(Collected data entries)

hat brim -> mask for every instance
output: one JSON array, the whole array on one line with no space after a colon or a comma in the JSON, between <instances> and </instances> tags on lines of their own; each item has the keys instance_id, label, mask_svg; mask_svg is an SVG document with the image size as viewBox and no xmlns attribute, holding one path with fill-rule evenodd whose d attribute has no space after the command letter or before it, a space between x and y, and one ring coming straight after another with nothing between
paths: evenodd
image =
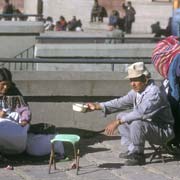
<instances>
[{"instance_id":1,"label":"hat brim","mask_svg":"<svg viewBox=\"0 0 180 180\"><path fill-rule=\"evenodd\" d=\"M133 78L138 78L138 77L141 77L143 74L140 74L138 76L126 76L125 79L133 79Z\"/></svg>"}]
</instances>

• **Exercise objective**: Starting at the first line of the data above, retype each line exactly until you reach the line containing "paths: evenodd", and include that line too.

• **Answer to the problem**:
hat brim -> mask for every instance
output: one JSON array, the whole array on one line with no space after a colon or a comma in the JSON, between <instances> and </instances> tags on lines of their own; each item has the keys instance_id, label, mask_svg; mask_svg is an SVG document with the image size as viewBox and no xmlns attribute, holding one path with fill-rule evenodd whose d attribute has no space after the command letter or before it, a space between x and y, and one ring coming straight after another with nothing between
paths: evenodd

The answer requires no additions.